What you are asked to do: Only what runs from the line with "I would appreciate it if you could identify the index" to the final line of the records below should be given again, word for word.

Data records:
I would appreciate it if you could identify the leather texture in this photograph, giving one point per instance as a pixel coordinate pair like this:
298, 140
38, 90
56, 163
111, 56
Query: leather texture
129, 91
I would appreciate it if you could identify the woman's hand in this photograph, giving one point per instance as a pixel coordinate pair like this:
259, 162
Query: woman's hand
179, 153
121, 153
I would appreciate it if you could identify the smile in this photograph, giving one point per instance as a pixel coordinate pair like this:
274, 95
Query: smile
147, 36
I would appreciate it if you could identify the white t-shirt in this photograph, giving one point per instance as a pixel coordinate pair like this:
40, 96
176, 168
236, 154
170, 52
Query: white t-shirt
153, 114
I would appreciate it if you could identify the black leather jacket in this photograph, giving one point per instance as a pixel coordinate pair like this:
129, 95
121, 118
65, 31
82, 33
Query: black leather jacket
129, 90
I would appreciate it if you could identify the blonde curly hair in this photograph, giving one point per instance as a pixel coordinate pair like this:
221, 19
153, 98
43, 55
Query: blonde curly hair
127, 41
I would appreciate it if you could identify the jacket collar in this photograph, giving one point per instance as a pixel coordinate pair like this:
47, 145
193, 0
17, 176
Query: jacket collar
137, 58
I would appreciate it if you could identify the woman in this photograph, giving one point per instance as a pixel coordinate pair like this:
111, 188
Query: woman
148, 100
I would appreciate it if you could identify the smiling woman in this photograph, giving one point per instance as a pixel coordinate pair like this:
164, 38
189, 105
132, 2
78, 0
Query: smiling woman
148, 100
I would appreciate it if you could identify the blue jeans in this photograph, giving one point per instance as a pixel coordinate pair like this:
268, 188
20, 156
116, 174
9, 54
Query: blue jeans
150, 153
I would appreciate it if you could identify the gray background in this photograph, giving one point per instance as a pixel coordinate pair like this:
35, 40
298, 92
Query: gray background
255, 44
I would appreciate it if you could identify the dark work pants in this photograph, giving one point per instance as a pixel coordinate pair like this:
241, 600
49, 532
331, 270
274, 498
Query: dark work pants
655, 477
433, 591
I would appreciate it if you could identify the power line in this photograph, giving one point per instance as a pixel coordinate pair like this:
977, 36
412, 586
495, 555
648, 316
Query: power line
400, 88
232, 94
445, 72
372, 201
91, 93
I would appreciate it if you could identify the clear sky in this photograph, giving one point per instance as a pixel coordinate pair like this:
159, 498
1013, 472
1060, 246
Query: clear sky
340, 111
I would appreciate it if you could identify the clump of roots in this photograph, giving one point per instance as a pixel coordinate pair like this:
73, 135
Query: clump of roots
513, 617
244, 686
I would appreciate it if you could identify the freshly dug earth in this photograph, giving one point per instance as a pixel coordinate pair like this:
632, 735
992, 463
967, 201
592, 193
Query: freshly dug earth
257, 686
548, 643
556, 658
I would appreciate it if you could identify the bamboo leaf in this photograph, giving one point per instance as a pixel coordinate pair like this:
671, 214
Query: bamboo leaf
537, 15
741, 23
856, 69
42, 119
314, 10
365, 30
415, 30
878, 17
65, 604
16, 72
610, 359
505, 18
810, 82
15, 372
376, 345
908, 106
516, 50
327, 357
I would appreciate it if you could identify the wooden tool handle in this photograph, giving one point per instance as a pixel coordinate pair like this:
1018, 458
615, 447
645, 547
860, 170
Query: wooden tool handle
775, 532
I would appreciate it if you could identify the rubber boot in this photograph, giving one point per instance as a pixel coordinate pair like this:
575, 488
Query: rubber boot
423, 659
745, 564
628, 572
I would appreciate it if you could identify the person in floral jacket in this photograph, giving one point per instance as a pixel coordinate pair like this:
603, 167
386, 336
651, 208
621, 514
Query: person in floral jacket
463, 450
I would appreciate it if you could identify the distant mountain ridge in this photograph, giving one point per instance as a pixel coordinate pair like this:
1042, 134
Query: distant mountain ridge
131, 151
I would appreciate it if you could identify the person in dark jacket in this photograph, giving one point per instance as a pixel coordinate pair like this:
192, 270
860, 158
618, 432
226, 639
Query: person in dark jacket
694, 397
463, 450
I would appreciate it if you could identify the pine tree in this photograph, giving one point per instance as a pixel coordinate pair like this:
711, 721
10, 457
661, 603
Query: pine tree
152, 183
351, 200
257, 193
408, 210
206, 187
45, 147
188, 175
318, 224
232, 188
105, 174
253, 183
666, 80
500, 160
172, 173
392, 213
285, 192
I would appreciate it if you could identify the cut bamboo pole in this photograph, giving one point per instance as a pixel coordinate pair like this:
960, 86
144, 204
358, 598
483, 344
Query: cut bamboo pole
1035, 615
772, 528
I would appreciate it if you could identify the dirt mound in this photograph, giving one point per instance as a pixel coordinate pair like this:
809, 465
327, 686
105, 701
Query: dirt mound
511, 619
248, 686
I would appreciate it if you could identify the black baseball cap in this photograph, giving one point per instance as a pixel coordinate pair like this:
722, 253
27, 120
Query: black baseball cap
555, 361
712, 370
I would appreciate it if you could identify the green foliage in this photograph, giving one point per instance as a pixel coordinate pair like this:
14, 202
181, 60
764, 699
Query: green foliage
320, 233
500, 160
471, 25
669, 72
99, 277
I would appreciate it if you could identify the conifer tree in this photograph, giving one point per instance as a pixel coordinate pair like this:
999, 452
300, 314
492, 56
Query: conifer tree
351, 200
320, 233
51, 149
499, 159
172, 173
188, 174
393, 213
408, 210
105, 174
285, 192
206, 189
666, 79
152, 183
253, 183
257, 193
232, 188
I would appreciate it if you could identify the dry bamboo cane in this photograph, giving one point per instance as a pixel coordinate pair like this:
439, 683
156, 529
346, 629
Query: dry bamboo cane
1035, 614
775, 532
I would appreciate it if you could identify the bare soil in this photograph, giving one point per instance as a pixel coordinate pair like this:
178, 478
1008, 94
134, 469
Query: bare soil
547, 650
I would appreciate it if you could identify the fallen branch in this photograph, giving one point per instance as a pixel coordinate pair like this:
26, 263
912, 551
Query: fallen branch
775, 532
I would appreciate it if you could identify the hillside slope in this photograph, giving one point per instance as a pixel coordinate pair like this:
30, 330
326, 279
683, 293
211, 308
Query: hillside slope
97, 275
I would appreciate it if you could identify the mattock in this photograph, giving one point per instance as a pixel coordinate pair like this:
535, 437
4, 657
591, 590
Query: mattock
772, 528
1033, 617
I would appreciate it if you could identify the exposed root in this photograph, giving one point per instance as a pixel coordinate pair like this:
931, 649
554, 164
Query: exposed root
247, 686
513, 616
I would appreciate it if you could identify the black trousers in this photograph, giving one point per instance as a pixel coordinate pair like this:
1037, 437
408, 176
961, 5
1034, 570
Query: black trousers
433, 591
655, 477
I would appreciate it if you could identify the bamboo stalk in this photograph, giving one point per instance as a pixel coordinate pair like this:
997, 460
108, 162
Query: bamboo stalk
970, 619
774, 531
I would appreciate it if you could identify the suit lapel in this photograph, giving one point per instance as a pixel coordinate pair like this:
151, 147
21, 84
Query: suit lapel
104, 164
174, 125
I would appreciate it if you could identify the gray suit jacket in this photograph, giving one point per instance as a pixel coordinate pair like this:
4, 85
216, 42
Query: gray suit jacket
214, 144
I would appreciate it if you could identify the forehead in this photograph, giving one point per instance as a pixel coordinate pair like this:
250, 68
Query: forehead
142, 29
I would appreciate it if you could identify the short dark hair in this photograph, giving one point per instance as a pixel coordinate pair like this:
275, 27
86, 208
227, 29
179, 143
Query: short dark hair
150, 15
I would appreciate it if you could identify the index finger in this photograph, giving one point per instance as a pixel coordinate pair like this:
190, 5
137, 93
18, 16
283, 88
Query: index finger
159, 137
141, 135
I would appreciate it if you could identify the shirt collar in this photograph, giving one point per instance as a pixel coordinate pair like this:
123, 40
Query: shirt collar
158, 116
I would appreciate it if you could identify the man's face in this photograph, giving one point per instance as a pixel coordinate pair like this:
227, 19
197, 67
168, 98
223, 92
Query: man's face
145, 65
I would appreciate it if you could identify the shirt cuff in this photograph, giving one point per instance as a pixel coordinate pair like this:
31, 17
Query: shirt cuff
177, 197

Answer for this exercise:
I would appreciate it if you could identify the index finger in this photograph, giving one point per instance as a pixel coordinate pair like this:
190, 5
137, 93
18, 16
283, 88
Query: index finger
159, 137
141, 135
I would appreciate it if you could identify the shirt collar in this photograph, giving one point per instance as a pixel coordinate pair like this:
123, 40
Query: shirt collar
158, 116
I would appreciate it if you could identify the man's face in this photograph, giving one point per instance as a pixel coordinate pair like this:
227, 19
197, 67
168, 98
223, 92
Query: man's face
145, 65
I would appreciate it if you could identify the shirt cuff in this photograph, giving one point per instance as a pixel coordinate pair like this:
31, 17
Query: shirt cuff
177, 197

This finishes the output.